**CONSIGNES**
(a) Selon le texte sur le film « Near Death Experience », quel acteur joue le rôle de Paul ?
(b) Reproduisez tel quel le passage du texte sur le film « Near Death Experience » qui commence aux mots « Paul (Michel Houellebecq), salarié » et se termine après les mots « réalisateurs Delépine et Kervern. ».

« Near Death Experience », le suicide onirique

« Near Death Experience », le suicide onirique

« Near Death Experience », le suicide onirique

« Near Death Experience », le suicide onirique

Au cinéma le

Un homme lassé de tout s’exile dans la montagne avec l’intention de se suicider mais, face au vide, il hésite. Il erre alors pendant plusieurs jours en pleine nature, analysant sa vie avec dureté mais aussi avec un certain détachement. Un trip radical et attachant signé par le duo Delépine et Kervern.

Paul (Michel Houellebecq), salarié d’une plateforme d’assistance téléphonique de l’opérateur Orange, est proche de la retraite. En plein burnout, il envisage très sérieusement l’option du suicide. Alors qu’il végète sur son canapé devant le journal de Jean-Pierre Pernault, un reportage sur la superstition entourant le vendredi 13 déclenche chez lui l’envie de passer à l’acte. Paul part alors en vélo dans la montagne avec la ferme intention d’en finir avec la vie. Mais une fois arrivé sur place, l’apprenti suicidaire hésite à faire le saut fatal. Pendant quelques jours, Paul va vivre une expérience inédite : pas encore mort mais plus vraiment vivant, un statut propice à l’introspection et au bilan d’une vie. Un retour à l’état sauvage désespéré qui bénéficie du second degré et de l’humour (forcément noir) des réalisateurs Delépine et Kervern.

**DONNÉES ENREGISTRÉES**
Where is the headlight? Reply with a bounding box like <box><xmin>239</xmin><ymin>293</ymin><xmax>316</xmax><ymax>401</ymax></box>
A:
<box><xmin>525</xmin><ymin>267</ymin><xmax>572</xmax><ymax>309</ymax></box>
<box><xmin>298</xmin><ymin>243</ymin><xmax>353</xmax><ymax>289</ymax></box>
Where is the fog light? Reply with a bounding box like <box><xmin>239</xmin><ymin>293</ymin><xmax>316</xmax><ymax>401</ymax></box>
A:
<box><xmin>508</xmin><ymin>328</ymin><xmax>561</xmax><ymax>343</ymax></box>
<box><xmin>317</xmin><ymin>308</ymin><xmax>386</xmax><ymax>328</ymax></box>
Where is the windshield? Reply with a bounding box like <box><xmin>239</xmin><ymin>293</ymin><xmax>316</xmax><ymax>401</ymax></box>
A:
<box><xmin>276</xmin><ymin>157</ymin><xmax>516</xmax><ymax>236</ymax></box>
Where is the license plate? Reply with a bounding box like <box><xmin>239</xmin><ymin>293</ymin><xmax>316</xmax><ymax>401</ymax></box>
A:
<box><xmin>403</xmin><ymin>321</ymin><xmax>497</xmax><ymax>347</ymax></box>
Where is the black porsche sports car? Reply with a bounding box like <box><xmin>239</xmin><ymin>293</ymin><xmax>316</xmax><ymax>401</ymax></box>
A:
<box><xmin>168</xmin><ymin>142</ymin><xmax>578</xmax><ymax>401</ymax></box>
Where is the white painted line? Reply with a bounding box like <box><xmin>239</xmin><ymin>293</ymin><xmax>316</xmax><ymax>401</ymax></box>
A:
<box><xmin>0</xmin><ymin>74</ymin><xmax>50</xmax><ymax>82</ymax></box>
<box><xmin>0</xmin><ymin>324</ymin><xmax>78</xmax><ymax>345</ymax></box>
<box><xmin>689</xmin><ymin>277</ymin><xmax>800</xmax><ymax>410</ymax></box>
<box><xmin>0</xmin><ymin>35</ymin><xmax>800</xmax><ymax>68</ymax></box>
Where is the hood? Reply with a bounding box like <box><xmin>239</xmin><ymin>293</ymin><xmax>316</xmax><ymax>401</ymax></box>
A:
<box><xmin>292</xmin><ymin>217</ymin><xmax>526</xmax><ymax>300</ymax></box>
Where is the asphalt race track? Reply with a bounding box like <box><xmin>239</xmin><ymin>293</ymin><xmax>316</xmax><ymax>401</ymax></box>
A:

**RÉPONSES DANS L'ORDRE**
(a) Michel Houellebecq.

(b)
Paul (Michel Houellebecq), salarié d’une plateforme d’assistance téléphonique de l’opérateur Orange, est proche de la retraite. En plein burnout, il envisage très sérieusement l’option du suicide. Alors qu’il végète sur son canapé devant le journal de Jean-Pierre Pernault, un reportage sur la superstition entourant le vendredi 13 déclenche chez lui l’envie de passer à l’acte. Paul part alors en vélo dans la montagne avec la ferme intention d’en finir avec la vie. Mais une fois arrivé sur place, l’apprenti suicidaire hésite à faire le saut fatal. Pendant quelques jours, Paul va vivre une expérience inédite : pas encore mort mais plus vraiment vivant, un statut propice à l’introspection et au bilan d’une vie. Un retour à l’état sauvage désespéré qui bénéficie du second degré et de l’humour (forcément noir) des réalisateurs Delépine et Kervern.